Records from a collection:
:::

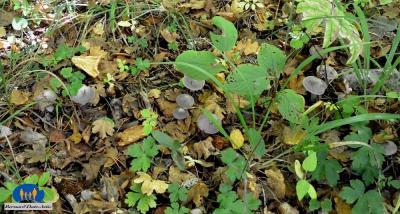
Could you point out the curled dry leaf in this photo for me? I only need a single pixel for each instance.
(237, 138)
(276, 182)
(89, 64)
(149, 185)
(19, 97)
(104, 126)
(197, 193)
(204, 149)
(131, 135)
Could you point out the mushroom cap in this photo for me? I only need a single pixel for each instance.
(185, 101)
(192, 84)
(326, 71)
(180, 113)
(207, 125)
(85, 95)
(314, 85)
(390, 148)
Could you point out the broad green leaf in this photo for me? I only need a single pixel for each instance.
(257, 142)
(198, 65)
(291, 105)
(351, 194)
(302, 188)
(227, 40)
(310, 163)
(271, 59)
(247, 80)
(33, 179)
(333, 18)
(44, 178)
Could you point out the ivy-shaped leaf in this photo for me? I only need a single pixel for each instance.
(227, 40)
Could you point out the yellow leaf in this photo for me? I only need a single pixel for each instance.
(149, 185)
(19, 97)
(293, 136)
(89, 64)
(237, 138)
(104, 126)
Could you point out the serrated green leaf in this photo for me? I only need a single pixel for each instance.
(310, 163)
(227, 40)
(190, 62)
(247, 80)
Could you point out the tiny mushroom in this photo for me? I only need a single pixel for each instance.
(46, 100)
(180, 113)
(85, 95)
(326, 71)
(192, 84)
(207, 125)
(185, 101)
(314, 85)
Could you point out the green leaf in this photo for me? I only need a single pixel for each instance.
(351, 194)
(247, 80)
(44, 178)
(271, 59)
(310, 163)
(190, 62)
(331, 15)
(33, 179)
(257, 142)
(227, 40)
(291, 105)
(4, 194)
(302, 188)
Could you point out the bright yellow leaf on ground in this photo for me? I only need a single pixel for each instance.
(149, 184)
(237, 139)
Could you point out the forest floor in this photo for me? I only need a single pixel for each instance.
(201, 106)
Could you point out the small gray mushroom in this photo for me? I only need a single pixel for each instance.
(185, 101)
(180, 113)
(84, 96)
(207, 125)
(192, 84)
(326, 71)
(314, 85)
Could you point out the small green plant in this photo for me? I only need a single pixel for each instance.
(143, 202)
(50, 193)
(177, 194)
(143, 153)
(230, 203)
(370, 202)
(303, 187)
(150, 120)
(74, 79)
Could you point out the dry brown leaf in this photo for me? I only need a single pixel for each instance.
(131, 135)
(89, 64)
(19, 97)
(104, 126)
(276, 181)
(149, 185)
(204, 149)
(293, 136)
(197, 193)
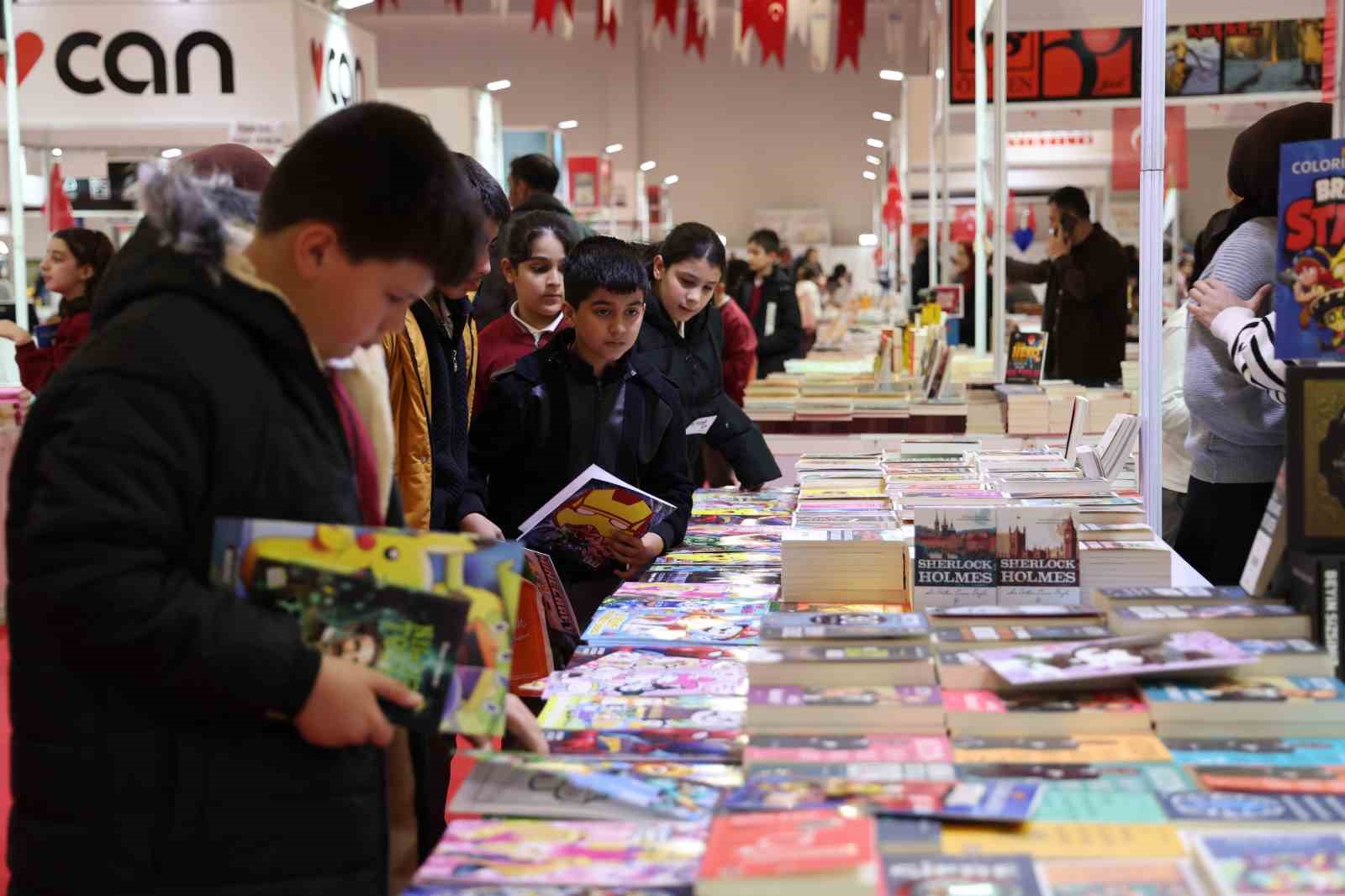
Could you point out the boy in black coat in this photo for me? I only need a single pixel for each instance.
(771, 306)
(584, 400)
(168, 737)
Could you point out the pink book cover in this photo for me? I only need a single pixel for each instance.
(571, 853)
(988, 701)
(1114, 656)
(847, 748)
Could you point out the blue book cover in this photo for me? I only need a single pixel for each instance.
(1311, 253)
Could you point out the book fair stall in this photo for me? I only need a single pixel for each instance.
(955, 646)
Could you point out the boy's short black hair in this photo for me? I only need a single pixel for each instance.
(604, 262)
(488, 188)
(768, 240)
(382, 178)
(1071, 199)
(537, 171)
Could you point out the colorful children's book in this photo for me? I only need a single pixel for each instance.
(985, 876)
(955, 556)
(681, 744)
(488, 573)
(1309, 295)
(541, 853)
(414, 636)
(804, 750)
(1037, 552)
(651, 672)
(831, 851)
(1273, 779)
(1257, 751)
(1047, 752)
(1130, 876)
(1259, 862)
(636, 714)
(578, 522)
(731, 623)
(1114, 658)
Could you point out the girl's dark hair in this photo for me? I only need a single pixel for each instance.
(528, 228)
(89, 248)
(689, 241)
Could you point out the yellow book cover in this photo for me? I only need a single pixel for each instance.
(1062, 751)
(1064, 840)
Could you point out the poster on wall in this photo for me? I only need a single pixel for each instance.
(1246, 57)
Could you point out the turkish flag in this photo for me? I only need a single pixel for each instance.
(61, 214)
(768, 19)
(849, 30)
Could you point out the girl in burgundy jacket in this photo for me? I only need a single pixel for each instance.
(73, 266)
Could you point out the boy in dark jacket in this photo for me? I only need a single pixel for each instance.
(584, 400)
(770, 303)
(168, 737)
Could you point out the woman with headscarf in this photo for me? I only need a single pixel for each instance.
(1237, 439)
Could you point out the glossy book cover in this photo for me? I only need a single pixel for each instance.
(1047, 665)
(609, 855)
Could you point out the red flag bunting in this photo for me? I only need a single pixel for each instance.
(544, 11)
(768, 19)
(849, 30)
(696, 31)
(607, 24)
(665, 10)
(61, 214)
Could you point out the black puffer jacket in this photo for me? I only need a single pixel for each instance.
(151, 747)
(694, 362)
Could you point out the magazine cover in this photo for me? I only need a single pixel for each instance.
(847, 748)
(981, 875)
(578, 522)
(412, 636)
(1258, 862)
(1052, 665)
(651, 672)
(1311, 293)
(488, 573)
(955, 556)
(609, 855)
(1037, 552)
(842, 626)
(638, 714)
(703, 591)
(656, 626)
(685, 746)
(1257, 751)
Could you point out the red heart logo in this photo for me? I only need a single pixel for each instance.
(315, 51)
(29, 46)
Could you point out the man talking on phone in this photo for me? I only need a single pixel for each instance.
(1086, 309)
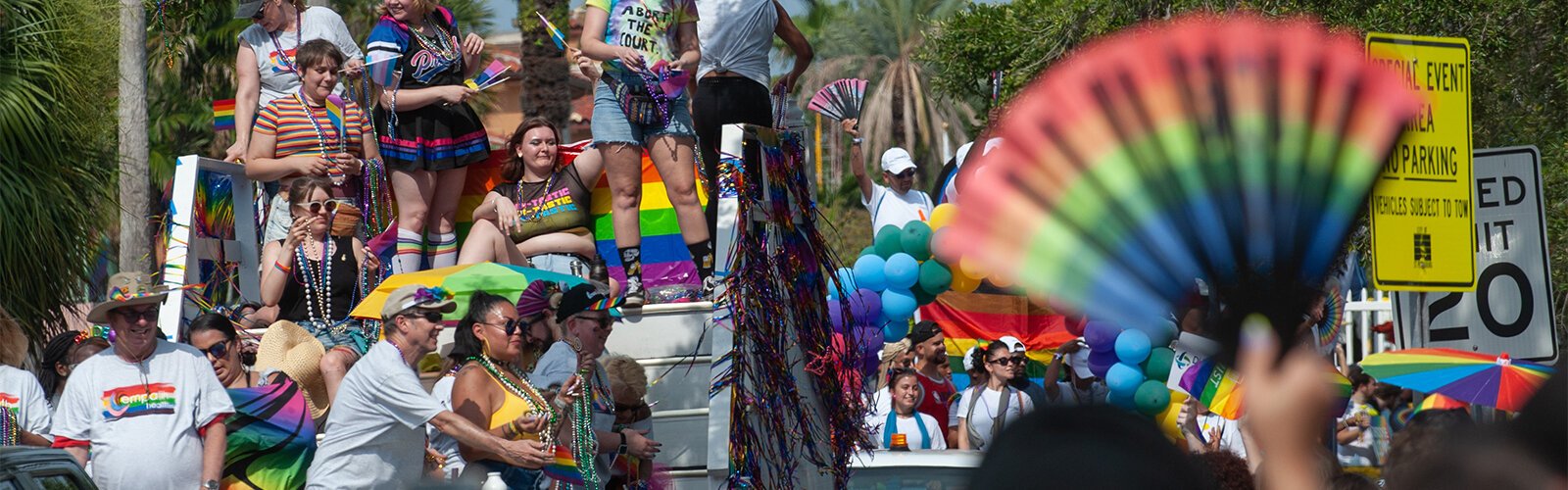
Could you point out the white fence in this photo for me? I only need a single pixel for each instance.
(1366, 308)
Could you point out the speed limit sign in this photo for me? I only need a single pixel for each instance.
(1512, 305)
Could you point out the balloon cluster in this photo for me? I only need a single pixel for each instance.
(1134, 363)
(896, 275)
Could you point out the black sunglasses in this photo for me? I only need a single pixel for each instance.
(217, 351)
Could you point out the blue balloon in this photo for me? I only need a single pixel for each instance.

:::

▶ WHAT IS EXPECTED: Counting the line that contains "Could you point out the black sunglasses" as the first, copy exactly every line through the end of the records, and nothing else.

▶ ANSWER SPACE:
Could you point out the black sunglasses in this photo for me? I only need a single pixel for each instance.
(217, 351)
Could you point out the blue balloon in this photo for me? I only need a single pixel for each instance.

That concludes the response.